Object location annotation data
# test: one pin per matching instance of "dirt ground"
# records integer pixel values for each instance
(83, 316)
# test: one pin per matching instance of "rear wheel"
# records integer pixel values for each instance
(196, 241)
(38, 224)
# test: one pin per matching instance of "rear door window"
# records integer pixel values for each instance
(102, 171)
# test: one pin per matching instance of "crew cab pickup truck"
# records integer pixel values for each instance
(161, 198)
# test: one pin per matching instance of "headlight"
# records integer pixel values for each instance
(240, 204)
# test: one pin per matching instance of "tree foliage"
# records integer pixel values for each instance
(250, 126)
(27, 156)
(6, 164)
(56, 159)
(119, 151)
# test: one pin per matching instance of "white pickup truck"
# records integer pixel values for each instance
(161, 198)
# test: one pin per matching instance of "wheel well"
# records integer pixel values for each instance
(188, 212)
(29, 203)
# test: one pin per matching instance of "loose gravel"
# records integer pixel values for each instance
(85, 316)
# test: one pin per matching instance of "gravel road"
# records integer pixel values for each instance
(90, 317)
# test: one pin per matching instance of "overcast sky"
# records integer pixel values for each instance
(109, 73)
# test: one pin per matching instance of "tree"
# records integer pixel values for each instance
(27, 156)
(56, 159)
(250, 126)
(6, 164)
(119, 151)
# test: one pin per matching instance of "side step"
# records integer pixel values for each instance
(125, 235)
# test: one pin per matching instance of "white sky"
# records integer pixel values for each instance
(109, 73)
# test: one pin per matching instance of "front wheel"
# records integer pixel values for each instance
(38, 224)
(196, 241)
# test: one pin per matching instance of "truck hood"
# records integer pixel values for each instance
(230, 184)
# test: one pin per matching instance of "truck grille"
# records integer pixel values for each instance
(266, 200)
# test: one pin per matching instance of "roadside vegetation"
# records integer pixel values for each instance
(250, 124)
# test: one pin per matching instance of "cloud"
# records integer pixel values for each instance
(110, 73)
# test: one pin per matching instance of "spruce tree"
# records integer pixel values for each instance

**PROBLEM TO WORK ON**
Extract each line of the records that contains the string "truck", and list those lines in their original order.

**IN RESPONSE**
# test: one pin per matching instance of "crew cab pickup truck"
# test: one pin per matching instance of "white pickup truck"
# test: one pin per matching instance of "truck hood"
# test: one pin per matching instance of "truck grille"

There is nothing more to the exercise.